• [COMPLETE THE FOLLOWING]:
(1) According to the news text about Palestinian reconciliation, when are the U.S.-brokered peace talks set to expire?
(2) Rewrite the rows from the line with "Give the segmentation of every instance of the concrete" to the line with "M 256 216 L", replacing "concrete curb" with "stone curb" and leaving everything else unchanged.

━━━ TEXT TO READ ━━━

Abbas, meanwhile, could face international isolation and the loss of hundreds of millions of dollars in aid if he joins forces with Hamas. International donors withheld aid during a short-lived Palestinian unity government elected in 2006 and 2007, before the Hamas takeover, due to concerns that the money would be diverted to Hamas.

A key test will be whether the sides can agree soon on a caretaker government of apolitical technocrats. Squabbling over the government's composition has derailed past reconciliation attempts. Still, changes in the region have given each side an incentive to try again, even if a full agreement seems unlikely.

Hamas has been weakened since a military coup in neighboring Egypt last July. The coup toppled the Islamist government of President Mohammed Morsi, Hamas' most important ally. Egypt's new military government has cracked down hard on Hamas, closing a system of smuggling tunnels that provided Hamas with a key conduit for weapons and tax revenue. The Egyptian pressure and a longstanding Israeli blockade have plunged Hamas into the worst financial crisis of its rule, making it difficult to pay the salaries of its employees and sinking its public standing.

Abbas, on the other hand, has achieved little during nine months of U.S.-brokered peace talks with Israel. Those talks are set to expire next Tuesday, though the sides have been searching for a formula to extend the negotiations.

In Washington, State Department spokeswoman Jen Psaki said the U.S. was "disappointed and troubled" by the Palestinians' announcement. "It is hard to see how Israel can be expected to negotiate with a government that does not believe in its right to exist," Psaki said, referring to Hamas.

Palestinian analyst Nasim Zubaidi described Wednesday's agreement as a "marriage of convenience." He said both sides were "forced" into each other's arms, with Abbas hurt by the failure of peace efforts and Hamas' financial struggles.

━━━ INPUT RECORDS ━━━

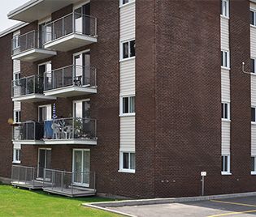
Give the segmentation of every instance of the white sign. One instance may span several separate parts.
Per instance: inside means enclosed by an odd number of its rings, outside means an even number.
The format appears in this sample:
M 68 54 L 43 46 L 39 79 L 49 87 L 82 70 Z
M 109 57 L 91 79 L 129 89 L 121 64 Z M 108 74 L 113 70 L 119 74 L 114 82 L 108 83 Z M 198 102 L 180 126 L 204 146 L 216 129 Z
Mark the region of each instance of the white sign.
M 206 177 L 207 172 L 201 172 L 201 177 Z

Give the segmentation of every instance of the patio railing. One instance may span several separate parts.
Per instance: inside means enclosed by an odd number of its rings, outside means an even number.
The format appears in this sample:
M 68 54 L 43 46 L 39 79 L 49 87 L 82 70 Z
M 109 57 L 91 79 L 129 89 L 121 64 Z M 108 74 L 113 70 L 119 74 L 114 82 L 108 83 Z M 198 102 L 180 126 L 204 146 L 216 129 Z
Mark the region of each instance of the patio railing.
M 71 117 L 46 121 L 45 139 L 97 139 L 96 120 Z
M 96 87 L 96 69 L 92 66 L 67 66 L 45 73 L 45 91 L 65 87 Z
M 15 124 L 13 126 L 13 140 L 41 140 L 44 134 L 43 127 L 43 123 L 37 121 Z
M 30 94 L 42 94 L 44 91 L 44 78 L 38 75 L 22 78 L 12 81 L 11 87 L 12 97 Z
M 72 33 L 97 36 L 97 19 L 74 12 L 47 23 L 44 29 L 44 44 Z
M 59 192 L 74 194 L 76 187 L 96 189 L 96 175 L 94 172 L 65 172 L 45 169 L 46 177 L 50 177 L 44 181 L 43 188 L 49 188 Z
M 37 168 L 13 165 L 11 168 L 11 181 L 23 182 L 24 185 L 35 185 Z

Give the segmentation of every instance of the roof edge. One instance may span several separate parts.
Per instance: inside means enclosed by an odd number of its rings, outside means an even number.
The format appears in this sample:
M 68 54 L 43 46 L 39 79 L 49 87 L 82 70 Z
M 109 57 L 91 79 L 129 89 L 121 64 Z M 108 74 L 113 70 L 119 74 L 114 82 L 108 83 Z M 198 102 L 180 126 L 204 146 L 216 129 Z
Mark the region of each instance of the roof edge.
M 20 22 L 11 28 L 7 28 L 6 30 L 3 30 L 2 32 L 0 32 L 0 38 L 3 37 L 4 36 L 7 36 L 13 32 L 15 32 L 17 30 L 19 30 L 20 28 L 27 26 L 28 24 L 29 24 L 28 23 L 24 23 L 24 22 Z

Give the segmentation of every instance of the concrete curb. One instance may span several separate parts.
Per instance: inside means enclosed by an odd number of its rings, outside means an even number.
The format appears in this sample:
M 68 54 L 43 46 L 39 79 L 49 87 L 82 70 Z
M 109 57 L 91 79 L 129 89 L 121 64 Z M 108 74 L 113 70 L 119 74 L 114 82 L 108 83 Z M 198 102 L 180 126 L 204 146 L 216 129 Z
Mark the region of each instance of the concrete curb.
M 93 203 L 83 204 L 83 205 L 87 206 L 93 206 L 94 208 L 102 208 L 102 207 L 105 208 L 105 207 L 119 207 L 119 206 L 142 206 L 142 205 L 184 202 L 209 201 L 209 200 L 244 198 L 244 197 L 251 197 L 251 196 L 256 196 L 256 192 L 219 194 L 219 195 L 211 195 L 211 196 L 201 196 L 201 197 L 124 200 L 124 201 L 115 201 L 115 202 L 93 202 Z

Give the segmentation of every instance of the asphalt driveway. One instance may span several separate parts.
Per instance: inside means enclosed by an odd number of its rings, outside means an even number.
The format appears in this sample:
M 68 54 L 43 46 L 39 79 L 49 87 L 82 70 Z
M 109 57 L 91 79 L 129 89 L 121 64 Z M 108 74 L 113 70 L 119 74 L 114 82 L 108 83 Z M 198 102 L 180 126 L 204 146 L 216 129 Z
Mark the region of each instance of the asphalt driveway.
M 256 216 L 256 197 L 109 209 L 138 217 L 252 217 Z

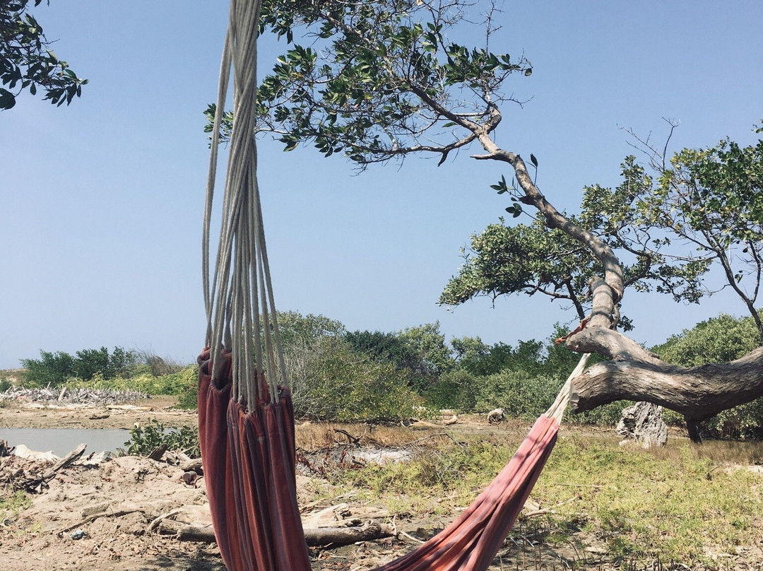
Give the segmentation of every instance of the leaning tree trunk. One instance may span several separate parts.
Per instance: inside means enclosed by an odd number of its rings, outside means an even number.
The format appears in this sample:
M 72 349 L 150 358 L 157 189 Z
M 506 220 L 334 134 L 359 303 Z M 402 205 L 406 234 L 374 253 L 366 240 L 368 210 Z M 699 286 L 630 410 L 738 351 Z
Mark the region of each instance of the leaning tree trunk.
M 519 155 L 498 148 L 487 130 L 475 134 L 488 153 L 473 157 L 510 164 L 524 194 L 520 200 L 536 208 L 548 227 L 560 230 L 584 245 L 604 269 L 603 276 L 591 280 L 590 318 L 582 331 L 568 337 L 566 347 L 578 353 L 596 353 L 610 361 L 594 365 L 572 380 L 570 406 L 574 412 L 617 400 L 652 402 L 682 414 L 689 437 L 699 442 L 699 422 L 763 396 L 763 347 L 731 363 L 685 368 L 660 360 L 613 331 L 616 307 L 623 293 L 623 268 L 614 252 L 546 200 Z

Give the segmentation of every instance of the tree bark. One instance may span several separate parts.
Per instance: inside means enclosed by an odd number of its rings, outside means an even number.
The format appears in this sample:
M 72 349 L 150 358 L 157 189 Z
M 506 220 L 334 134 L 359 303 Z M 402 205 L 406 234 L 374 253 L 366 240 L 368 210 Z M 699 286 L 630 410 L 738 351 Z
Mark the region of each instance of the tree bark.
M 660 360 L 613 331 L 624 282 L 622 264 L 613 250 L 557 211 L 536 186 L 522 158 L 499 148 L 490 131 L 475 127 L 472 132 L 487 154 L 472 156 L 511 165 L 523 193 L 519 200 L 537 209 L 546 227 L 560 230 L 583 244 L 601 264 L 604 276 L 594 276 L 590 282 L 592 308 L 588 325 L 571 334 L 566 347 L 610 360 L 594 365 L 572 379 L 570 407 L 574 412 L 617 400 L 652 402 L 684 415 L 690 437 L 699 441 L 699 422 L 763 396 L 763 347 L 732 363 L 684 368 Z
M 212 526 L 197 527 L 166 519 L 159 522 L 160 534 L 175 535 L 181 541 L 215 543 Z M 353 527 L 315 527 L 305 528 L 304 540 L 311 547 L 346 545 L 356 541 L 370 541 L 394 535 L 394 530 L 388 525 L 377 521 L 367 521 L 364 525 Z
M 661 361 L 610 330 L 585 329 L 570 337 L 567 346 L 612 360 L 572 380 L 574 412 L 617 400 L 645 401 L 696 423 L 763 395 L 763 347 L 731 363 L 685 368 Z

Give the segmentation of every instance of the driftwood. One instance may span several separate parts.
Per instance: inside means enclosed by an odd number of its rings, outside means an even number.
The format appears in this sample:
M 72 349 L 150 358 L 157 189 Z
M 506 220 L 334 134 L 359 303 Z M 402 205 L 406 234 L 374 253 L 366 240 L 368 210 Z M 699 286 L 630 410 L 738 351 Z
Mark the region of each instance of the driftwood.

━━━
━━━ INPUT RECORDS ━━━

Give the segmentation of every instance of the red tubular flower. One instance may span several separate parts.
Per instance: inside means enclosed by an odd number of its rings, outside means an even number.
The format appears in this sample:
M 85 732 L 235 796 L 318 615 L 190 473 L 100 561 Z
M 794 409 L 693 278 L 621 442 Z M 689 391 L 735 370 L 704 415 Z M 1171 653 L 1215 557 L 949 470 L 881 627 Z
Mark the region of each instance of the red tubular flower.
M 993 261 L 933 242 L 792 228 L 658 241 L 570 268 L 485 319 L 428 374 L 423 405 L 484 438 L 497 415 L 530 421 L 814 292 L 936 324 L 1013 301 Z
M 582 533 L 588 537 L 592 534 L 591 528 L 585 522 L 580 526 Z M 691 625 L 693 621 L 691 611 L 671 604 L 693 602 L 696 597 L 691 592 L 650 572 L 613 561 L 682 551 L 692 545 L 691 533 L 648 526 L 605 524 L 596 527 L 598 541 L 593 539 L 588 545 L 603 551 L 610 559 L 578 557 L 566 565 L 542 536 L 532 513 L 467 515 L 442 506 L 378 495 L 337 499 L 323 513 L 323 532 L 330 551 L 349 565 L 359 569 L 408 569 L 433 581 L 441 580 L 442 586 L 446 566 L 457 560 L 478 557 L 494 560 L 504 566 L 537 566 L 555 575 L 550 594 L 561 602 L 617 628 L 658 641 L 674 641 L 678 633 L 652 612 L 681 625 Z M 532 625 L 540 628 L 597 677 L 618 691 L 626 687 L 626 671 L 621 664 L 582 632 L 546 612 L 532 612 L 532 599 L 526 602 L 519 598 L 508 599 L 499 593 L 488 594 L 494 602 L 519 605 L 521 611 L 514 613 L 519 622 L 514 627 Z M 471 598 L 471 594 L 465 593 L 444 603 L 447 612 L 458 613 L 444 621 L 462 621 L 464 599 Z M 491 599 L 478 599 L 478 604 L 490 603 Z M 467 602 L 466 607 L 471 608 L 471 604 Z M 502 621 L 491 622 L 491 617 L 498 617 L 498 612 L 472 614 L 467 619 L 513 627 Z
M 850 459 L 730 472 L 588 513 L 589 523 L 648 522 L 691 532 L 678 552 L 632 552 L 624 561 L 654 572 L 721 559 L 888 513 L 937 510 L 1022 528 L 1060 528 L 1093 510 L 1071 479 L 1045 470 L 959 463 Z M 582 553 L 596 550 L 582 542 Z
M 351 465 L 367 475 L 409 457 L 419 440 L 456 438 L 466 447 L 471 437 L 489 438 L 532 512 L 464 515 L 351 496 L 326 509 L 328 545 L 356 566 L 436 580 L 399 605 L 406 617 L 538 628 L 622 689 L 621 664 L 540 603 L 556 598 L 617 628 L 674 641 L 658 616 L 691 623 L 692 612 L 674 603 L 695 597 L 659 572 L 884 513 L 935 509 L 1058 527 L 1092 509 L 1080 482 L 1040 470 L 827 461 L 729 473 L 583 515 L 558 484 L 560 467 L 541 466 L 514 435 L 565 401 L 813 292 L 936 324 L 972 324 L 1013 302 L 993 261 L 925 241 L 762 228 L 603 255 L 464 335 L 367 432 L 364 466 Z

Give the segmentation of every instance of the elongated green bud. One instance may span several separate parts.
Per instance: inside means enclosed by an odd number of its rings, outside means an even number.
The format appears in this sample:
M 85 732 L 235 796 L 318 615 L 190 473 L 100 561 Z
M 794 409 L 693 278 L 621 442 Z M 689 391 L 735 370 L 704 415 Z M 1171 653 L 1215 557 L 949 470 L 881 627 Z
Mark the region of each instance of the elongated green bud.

━━━

• [OUTPUTS IN ORDER]:
(1) Next Tuesday.

(2)
Give the segmentation of every instance of the stone curb. One instance may span several separate parts.
Per instance: inside means enclosed by an odd number of its rings, outside means an even number.
The format appears in this sample:
M 68 54 L 43 46 L 39 79 L 49 87 L 82 70 Z
M 109 57 L 91 79 L 129 89 L 121 64 Z M 108 74 L 113 70 L 119 74 L 114 82 L 108 83 Z M 198 102 L 180 126 L 204 146 L 216 129 Z
Mark the region of each instance of the stone curb.
M 93 203 L 83 204 L 83 205 L 87 206 L 93 206 L 94 208 L 102 208 L 102 207 L 105 208 L 105 207 L 119 207 L 119 206 L 142 206 L 142 205 L 184 202 L 209 201 L 209 200 L 244 198 L 244 197 L 251 197 L 251 196 L 256 196 L 256 192 L 219 194 L 219 195 L 211 195 L 211 196 L 201 196 L 201 197 L 124 200 L 124 201 L 115 201 L 115 202 L 93 202 Z

Give the segmentation of every instance of the asphalt driveway. One instance may span several separate parts.
Per instance: inside means enclosed by an odd number of its rings, outside means an even number.
The format appears in this sample:
M 68 54 L 43 46 L 39 79 L 49 87 L 82 70 Z
M 109 57 L 91 79 L 129 89 L 121 64 Z M 108 74 L 113 70 L 119 74 L 114 82 L 108 83 Z M 198 102 L 180 126 L 204 146 L 216 129 Z
Mark the region of each instance of the asphalt driveway.
M 256 216 L 256 197 L 109 209 L 138 217 L 252 217 Z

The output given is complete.